### Extrait de page
*****
Après l'assassinat de la jeune Bineta Camara et d'autres faits divers récents, certains Sénégalais ont réclamé le retour de la peine de mort. Mais ne tombons pas dans la sauvagerie dont nous accusons les assassins, ne leur faisons pas ce que nous leur reprochons d’avoir fait.
Ces derniers mois, au Sénégal, l’actualité a été émaillée de faits divers aussi tragiques que sanglants. Pas plus que d’habitude, sans doute, mais la presse et les réseaux sociaux s’en sont repus, alimentant l’indignation et l’émoi. Dernier en date : l’agression et l’assassinat de la jeune Bineta Camara au domicile de ses parents à Tambacounda, dans le sud-est du pays.
*****
### Données

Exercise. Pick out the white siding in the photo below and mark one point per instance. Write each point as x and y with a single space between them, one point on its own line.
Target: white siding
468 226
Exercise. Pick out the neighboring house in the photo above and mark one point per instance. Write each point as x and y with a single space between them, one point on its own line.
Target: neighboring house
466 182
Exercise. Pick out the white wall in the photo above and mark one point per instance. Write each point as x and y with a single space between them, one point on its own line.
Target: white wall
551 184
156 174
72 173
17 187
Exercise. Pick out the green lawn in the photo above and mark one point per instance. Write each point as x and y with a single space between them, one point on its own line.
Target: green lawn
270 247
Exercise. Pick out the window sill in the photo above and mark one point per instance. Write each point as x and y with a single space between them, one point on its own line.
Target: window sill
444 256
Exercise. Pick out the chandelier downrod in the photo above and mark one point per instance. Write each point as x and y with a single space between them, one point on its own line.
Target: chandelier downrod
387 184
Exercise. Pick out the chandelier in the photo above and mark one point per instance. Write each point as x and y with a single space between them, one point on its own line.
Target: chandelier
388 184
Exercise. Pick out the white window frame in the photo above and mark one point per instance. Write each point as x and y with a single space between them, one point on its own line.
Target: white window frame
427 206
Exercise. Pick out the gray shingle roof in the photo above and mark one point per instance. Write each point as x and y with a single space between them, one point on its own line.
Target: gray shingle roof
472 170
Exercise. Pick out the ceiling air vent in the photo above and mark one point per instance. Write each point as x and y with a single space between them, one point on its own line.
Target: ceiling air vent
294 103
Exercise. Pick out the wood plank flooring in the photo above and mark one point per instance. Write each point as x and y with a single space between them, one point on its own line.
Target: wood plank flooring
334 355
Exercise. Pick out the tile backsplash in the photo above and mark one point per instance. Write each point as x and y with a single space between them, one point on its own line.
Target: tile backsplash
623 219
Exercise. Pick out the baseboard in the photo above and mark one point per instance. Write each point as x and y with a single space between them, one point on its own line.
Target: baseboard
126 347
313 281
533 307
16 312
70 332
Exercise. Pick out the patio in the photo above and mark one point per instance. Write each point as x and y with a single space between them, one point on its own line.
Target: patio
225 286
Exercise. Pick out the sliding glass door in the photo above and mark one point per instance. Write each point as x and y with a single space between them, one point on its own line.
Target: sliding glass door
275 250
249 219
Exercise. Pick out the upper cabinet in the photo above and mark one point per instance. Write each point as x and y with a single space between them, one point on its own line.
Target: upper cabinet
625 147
*****
### Travail à faire
1. D'après l'extrait sur la peine de mort au Sénégal, où la jeune Bineta Camara a-t-elle été agressée et assassinée ?
2. Résumez en deux phrases l'extrait sur la peine de mort au Sénégal.

### Réponses complètes
1. Au domicile de ses parents à Tambacounda, dans le sud-est du Sénégal.

2. Ces derniers mois, le Sénégal a connu des faits divers tragiques et sanglants, dont l'agression et l'assassinat de la jeune Bineta Camara chez ses parents à Tambacounda, que la presse et les réseaux sociaux ont abondamment relayés en alimentant l'indignation. Certains Sénégalais ont alors réclamé le retour de la peine de mort, mais l'extrait appelle à ne pas tomber dans la sauvagerie reprochée aux assassins.